▶ **Passage given**:
- - - -

Bob Colacello
We weren’t willfully self- destructive—we just wanted to stay up as late as we could, dancing, drinking, smoking, snorting, and a couple of other thingsBob Colacello
I may be biased, but Bob Colacello’s Holy Terror: Andy Warhol Close Up ranks high among the best books on 20th-century New York society. It’s a delirious thrill ride of Colacello’s 12 years working alongside Andy Warhol at Interview magazine in the ’70s and early ’80s, a roller coaster of art and parties and hit-and-run magazine deadlines and intimate Upper East Side dining rooms and debauched dance floors populated with celebrities, designers, bohemians, drag queens, restless children of dubious world leaders, handsome clingers-on, and scam artists. And like riding a roller coaster, the response to reading Holy Terror is a mix of laughter and screaming, joy and horror—and there is no stopping until the end. The book is a Janus biography: one of Warhol day-to-day, in his later, money-minded, portrait-painter years, expanding his shaky empire through the cultural stratosphere; the other of a young literary man from Long Island thrown willingly to the gorgeous lions of the Manhattan jet set. Holy Terror was originally published in 1990, three years after Warhol’s death, and it is finally receiving its much deserved second life with a brand-new republication this month by Vintage Books. Colacello, now 66, offered a few reminiscences about his insider view of a world and a man so often thought of as existing only as a surface.
CHRISTOPHER BOLLEN: You started working at Interview almost by chance and ended up becoming the editor of the magazine for more than a decade. Was there something about the magazine—or that specific time and place of magazines in culture—that was so vital and alive?
BOB COLACELLO: Interview was the perfect title and concept for the 1970s, a time of great social mobility following the cultural and sexual revolutions of the previous decade. Everything seemed so new and fresh and open, and Interview could go with the flow, as we had no obligatory content, only the Q&A format to fill in as we wished. So we interviewed directors, designers, political figures, rock stars, actors, artists, writers, American socialites, titled Europeans, Latin playboys, you name it.
BOLLEN: Holy Terror is packed with stories of working on the magazine with Andy and the team. Is there one interview story that stands out as aere perennius in your mind?

- - - -

▶ **Stated problem 1**:
Answer these from the Holy Terror interview:
(a) In what year was Holy Terror first published?
(b) For how many years did Colacello work alongside Warhol at Interview?
(c) According to Colacello, what was the only format Interview had to fill?
▶ **Stated problem 2**: Print the Holy Terror interview from "CHRISTOPHER BOLLEN: You" to "vital and alive?", word for word.
The lines placed after the Holy Terror interview have no role here.

▶ **Given data**:
- - - -

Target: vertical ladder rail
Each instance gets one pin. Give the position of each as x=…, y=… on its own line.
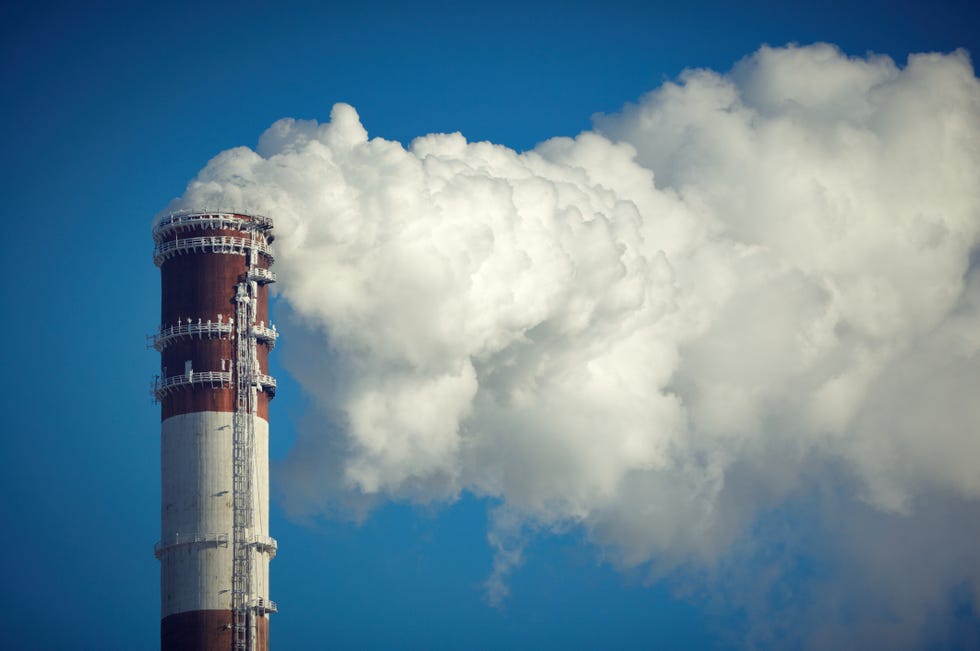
x=243, y=462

- - - -

▶ **Exercise response 1**:
(a) 1990
(b) 12 years
(c) The Q&A format

▶ **Exercise response 2**:
CHRISTOPHER BOLLEN: You started working at Interview almost by chance and ended up becoming the editor of the magazine for more than a decade. Was there something about the magazine—or that specific time and place of magazines in culture—that was so vital and alive?